## TASK INSTRUCTIONS
Reproduce the lines below word for word, from the first line through the line containing "[[98, 157]]", and leave the pictures out.

## DATA EXTRACT
........

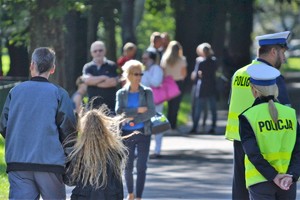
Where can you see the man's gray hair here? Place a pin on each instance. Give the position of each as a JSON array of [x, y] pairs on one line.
[[43, 58]]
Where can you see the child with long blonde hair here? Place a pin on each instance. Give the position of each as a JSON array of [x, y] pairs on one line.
[[98, 157]]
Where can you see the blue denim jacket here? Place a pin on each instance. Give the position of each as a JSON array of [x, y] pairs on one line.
[[145, 99]]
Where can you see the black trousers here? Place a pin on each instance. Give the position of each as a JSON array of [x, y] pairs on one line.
[[173, 106], [270, 191], [239, 190]]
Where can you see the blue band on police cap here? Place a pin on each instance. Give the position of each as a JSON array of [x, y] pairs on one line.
[[263, 82], [272, 41]]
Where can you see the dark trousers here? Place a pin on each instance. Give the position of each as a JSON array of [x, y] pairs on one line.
[[173, 106], [239, 190], [270, 191], [141, 143]]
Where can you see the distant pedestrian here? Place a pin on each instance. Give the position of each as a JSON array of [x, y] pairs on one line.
[[270, 136], [98, 158], [129, 51], [271, 52], [174, 64], [79, 94], [135, 101], [153, 77], [37, 119], [100, 75], [205, 93], [156, 45]]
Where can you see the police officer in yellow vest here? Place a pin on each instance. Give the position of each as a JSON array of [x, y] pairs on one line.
[[271, 52], [270, 137]]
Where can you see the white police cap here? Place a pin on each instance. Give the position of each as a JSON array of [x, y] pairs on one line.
[[273, 39], [262, 74]]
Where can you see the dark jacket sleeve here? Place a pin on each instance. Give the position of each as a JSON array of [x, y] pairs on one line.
[[142, 117], [251, 148], [294, 167], [4, 116], [66, 120]]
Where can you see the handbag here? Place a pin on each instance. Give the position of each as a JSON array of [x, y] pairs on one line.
[[159, 123], [166, 91]]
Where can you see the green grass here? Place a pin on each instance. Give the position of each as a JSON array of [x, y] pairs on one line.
[[183, 114], [3, 176]]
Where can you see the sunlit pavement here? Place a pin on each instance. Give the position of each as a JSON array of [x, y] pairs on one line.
[[192, 166]]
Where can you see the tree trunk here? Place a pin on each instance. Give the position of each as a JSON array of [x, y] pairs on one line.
[[75, 53], [241, 22], [110, 32], [46, 30], [127, 17], [92, 24]]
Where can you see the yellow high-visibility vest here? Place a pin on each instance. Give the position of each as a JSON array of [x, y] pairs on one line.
[[276, 141], [241, 98]]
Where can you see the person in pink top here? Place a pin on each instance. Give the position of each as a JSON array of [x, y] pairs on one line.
[[174, 64]]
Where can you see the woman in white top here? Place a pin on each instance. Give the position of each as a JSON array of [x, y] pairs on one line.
[[174, 64], [153, 77]]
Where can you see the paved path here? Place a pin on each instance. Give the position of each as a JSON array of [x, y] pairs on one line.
[[193, 166]]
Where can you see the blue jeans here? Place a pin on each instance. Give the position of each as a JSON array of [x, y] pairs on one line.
[[141, 143], [200, 104]]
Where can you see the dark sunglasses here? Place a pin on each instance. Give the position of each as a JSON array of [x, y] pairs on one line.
[[99, 50], [138, 74]]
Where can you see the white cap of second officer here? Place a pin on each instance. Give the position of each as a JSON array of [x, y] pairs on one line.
[[273, 39], [262, 74]]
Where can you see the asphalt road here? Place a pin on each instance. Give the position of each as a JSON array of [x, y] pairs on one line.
[[192, 167]]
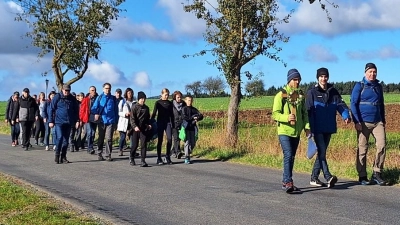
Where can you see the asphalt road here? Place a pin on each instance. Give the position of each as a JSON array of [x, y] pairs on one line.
[[206, 192]]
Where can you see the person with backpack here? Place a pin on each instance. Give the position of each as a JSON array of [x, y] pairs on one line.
[[177, 119], [124, 111], [63, 114], [12, 105], [290, 112], [105, 110], [323, 101], [368, 111], [26, 114]]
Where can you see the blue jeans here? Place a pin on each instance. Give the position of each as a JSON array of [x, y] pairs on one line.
[[322, 142], [90, 133], [63, 131], [289, 146]]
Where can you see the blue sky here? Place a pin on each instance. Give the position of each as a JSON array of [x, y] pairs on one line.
[[144, 50]]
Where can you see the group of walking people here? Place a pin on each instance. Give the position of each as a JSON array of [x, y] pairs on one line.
[[315, 113], [68, 116]]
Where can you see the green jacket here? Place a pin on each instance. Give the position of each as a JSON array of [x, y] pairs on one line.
[[284, 127]]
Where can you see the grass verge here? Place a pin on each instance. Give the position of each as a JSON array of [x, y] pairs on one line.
[[21, 204]]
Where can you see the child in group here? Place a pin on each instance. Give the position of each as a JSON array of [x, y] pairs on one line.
[[190, 116], [140, 122]]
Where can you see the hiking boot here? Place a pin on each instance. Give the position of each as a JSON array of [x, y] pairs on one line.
[[287, 187], [377, 178], [363, 181], [316, 182], [160, 162], [332, 181], [179, 156], [168, 160]]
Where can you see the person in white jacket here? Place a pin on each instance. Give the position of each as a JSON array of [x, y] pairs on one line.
[[124, 111]]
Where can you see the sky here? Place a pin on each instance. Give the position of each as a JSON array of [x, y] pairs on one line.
[[144, 51]]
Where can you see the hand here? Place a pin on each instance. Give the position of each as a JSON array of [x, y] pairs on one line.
[[308, 133], [358, 127]]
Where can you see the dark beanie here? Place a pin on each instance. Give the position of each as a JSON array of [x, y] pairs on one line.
[[141, 94], [370, 66], [322, 71], [293, 73]]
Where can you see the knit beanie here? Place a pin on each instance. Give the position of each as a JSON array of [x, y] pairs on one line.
[[141, 94], [293, 73], [322, 71], [370, 66]]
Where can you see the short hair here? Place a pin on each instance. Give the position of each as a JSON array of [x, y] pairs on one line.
[[126, 93], [175, 94]]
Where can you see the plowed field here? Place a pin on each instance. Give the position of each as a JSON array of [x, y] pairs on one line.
[[264, 117]]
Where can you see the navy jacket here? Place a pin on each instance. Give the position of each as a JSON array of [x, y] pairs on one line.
[[63, 110], [322, 106], [367, 104]]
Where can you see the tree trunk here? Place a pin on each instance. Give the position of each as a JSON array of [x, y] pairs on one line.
[[233, 112]]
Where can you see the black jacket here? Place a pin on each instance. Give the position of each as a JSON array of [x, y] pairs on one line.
[[189, 112], [27, 109], [140, 117]]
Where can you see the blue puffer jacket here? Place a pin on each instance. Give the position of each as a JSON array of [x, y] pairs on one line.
[[322, 106], [63, 110], [107, 107], [367, 104]]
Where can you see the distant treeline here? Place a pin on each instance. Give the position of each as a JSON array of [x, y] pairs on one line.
[[344, 88]]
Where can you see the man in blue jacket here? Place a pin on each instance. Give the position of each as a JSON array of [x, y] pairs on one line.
[[323, 101], [105, 110], [63, 114], [368, 110]]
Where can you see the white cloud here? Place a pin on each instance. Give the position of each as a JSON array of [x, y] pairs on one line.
[[142, 80], [385, 52], [318, 53], [126, 30], [351, 16], [105, 72]]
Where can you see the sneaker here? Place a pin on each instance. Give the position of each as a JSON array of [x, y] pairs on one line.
[[332, 181], [288, 187], [160, 162], [377, 178], [363, 180], [316, 182]]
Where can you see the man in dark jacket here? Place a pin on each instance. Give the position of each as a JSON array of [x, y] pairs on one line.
[[26, 114], [368, 110], [12, 105], [63, 114], [323, 102]]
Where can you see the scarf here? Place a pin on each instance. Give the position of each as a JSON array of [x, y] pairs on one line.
[[178, 106]]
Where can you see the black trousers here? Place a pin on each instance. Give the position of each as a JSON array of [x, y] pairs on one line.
[[26, 131], [136, 137]]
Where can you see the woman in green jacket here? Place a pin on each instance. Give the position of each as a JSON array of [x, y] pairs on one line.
[[290, 112]]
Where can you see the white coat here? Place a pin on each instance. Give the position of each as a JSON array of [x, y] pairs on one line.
[[123, 108]]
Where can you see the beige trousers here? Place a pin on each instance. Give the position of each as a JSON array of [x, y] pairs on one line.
[[378, 132]]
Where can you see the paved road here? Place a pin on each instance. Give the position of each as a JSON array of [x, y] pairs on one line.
[[206, 192]]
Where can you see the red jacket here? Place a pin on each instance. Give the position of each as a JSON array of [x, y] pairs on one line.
[[84, 110]]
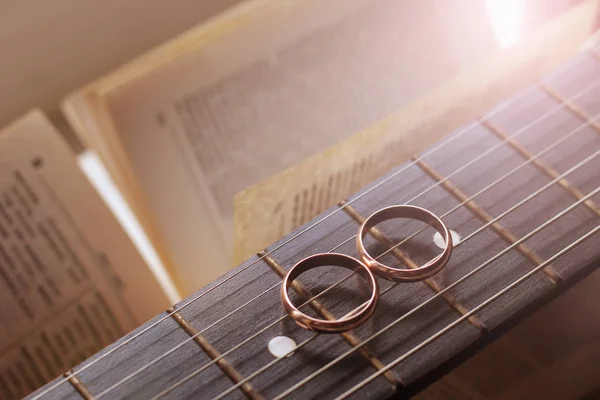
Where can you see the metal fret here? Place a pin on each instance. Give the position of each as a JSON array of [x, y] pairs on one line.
[[485, 217], [571, 106], [213, 353], [349, 337], [403, 258], [541, 165], [78, 385]]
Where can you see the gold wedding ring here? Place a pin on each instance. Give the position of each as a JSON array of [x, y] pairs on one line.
[[400, 274], [347, 322]]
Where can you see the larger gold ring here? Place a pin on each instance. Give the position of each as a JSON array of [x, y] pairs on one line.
[[347, 322], [400, 274]]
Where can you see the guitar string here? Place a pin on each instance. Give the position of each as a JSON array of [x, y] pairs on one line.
[[274, 286], [524, 201], [172, 350], [470, 313], [510, 173], [564, 68], [456, 283], [198, 296]]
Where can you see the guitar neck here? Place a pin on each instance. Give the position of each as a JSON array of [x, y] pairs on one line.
[[519, 187]]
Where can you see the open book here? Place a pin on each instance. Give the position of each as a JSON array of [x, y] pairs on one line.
[[71, 281], [252, 92]]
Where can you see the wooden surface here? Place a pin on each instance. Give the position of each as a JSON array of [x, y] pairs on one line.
[[223, 318], [226, 91], [413, 127]]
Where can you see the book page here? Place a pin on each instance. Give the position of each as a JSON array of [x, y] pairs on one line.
[[267, 211], [71, 281], [292, 79]]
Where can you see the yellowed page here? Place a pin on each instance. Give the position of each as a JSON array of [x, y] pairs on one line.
[[71, 282], [270, 86], [267, 211]]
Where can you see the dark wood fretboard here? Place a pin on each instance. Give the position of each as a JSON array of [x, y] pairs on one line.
[[519, 187]]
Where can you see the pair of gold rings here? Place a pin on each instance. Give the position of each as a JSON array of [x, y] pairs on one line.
[[367, 268]]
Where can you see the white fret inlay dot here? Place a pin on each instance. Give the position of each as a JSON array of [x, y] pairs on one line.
[[439, 240], [282, 346]]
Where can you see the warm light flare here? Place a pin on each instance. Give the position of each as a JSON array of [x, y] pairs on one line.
[[506, 18]]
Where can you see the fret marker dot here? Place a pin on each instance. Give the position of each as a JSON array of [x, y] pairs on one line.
[[282, 346], [439, 240]]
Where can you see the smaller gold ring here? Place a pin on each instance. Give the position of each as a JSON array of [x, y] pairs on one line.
[[400, 274], [347, 322]]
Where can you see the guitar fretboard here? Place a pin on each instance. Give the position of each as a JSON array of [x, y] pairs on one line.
[[519, 187]]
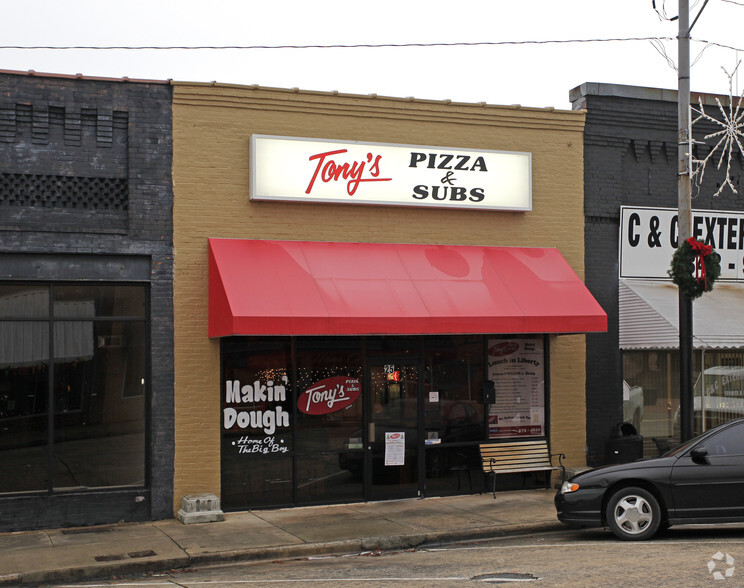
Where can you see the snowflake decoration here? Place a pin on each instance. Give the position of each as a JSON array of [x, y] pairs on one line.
[[729, 137]]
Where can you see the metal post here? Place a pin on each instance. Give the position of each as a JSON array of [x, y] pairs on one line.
[[684, 202]]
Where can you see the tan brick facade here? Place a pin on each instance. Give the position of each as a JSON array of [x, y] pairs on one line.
[[212, 125]]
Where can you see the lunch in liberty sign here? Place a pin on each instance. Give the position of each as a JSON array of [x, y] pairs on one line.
[[517, 368], [355, 172]]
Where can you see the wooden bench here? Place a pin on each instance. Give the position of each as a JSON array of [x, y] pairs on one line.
[[512, 457]]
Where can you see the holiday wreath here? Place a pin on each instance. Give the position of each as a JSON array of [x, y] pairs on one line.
[[695, 267]]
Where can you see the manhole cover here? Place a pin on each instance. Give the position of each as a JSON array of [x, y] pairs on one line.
[[503, 578]]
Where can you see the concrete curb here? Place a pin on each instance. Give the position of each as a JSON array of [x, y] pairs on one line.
[[303, 550]]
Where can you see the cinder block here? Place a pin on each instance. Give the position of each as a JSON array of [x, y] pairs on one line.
[[200, 508]]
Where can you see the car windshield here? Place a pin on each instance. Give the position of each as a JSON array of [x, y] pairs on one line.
[[682, 447]]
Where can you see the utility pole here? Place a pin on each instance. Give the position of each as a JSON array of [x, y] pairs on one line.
[[684, 216]]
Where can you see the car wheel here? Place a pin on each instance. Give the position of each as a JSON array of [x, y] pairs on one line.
[[633, 514]]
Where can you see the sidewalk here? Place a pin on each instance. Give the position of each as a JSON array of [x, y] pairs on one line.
[[68, 555]]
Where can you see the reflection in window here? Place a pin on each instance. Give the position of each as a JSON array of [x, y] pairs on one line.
[[96, 387]]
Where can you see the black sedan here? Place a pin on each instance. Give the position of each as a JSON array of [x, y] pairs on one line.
[[700, 481]]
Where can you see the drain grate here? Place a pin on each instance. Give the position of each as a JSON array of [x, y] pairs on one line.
[[82, 530], [121, 556], [505, 578], [109, 557]]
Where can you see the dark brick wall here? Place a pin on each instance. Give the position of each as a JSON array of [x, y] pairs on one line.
[[85, 173], [630, 159]]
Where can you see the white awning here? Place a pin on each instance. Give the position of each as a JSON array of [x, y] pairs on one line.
[[649, 316]]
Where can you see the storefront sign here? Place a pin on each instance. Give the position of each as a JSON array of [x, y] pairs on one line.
[[649, 237], [395, 449], [329, 395], [517, 369], [314, 170], [266, 395]]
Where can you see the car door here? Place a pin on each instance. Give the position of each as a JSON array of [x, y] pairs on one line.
[[707, 481]]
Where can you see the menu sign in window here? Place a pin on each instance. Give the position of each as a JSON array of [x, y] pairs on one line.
[[517, 369]]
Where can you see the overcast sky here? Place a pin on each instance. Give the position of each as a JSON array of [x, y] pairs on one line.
[[531, 75]]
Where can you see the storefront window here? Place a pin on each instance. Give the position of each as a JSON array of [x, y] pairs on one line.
[[96, 389], [256, 423], [651, 393], [330, 403], [453, 413]]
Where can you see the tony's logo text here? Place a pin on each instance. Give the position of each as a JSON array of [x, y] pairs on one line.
[[328, 169]]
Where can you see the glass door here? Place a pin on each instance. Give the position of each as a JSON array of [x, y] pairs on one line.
[[392, 448]]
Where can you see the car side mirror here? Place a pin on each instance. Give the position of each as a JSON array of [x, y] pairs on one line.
[[699, 455]]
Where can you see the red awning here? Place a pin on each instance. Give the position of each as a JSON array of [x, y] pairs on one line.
[[319, 288]]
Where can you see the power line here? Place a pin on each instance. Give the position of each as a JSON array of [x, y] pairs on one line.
[[339, 46]]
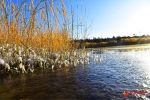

........

## FINISHED EXERCISE
Where can you see the man's gray hair here? Place a pin on each instance. Give the position of each as a JSON array of [x, y] pairs on one line.
[[43, 58]]
Where can you see the child with long blonde hair here? Place a pin on each instance. Give the position of each as a JSON array of [x, y] pairs on one line.
[[98, 157]]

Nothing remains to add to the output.